**Input material:**
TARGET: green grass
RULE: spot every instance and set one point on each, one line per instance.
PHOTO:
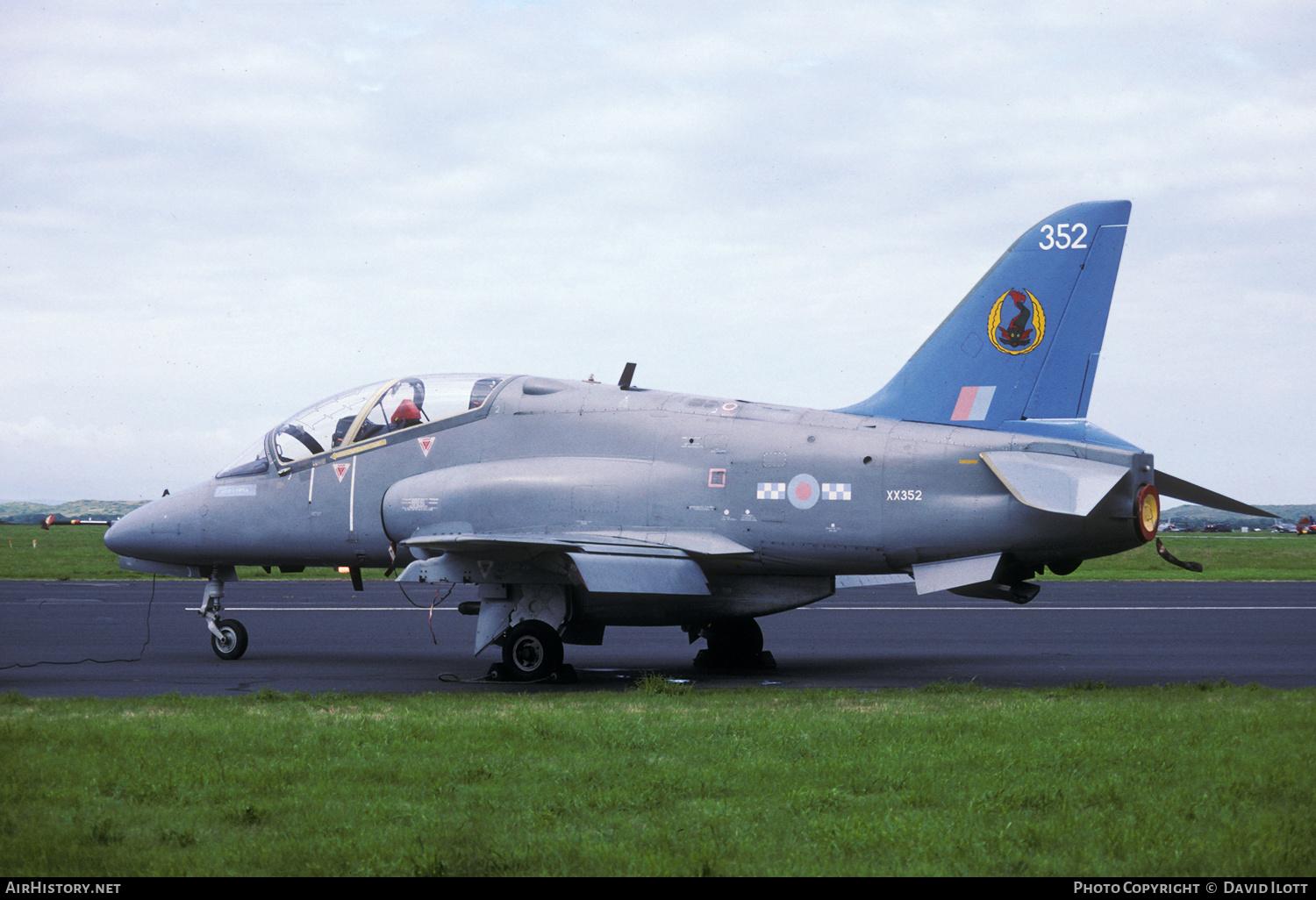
--
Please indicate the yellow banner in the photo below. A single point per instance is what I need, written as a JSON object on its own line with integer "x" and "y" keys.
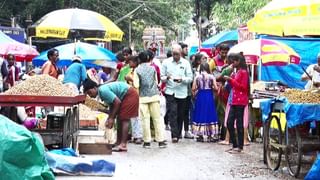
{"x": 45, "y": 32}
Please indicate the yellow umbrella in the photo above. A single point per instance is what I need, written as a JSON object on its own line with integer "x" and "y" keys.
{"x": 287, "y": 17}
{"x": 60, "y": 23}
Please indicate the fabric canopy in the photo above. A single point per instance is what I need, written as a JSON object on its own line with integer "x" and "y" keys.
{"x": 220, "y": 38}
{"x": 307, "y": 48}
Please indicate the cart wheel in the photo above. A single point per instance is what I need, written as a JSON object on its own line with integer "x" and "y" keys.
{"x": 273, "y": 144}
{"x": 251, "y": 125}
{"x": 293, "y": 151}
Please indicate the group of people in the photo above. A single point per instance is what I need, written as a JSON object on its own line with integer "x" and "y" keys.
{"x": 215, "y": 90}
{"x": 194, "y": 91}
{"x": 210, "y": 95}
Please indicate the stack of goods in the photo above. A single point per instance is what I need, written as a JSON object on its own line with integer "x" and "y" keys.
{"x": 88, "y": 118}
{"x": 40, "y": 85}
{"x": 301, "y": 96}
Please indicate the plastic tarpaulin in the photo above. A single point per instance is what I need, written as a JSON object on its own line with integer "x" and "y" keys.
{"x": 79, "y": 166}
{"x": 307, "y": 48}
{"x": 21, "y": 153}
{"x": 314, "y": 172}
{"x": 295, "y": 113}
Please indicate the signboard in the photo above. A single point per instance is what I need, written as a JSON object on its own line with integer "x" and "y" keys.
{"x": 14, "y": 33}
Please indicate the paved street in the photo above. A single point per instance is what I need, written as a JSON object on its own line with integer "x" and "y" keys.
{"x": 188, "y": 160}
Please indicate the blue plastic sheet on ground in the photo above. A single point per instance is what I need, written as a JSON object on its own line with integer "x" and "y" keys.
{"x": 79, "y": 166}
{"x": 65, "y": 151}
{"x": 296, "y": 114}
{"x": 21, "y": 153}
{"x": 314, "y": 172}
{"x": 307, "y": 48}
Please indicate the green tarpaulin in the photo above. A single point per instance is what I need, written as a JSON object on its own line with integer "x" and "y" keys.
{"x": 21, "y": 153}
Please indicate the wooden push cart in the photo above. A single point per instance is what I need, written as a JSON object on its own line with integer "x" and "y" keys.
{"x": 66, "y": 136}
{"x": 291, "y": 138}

**Written problem:** Which lines in the entries above contain the word "yellow"? Find and copy each of them in full, matching case exactly.

**Exercise answer:**
Please indicate the yellow banner in the photo below. A single point per instance is what I need, written as a JSON object on its own line with integer "x" and "y" keys.
Please indicate the yellow umbrella in the photo above. A single point per instance is what I need, written as a JSON object on its own line with integer "x" and "y" keys.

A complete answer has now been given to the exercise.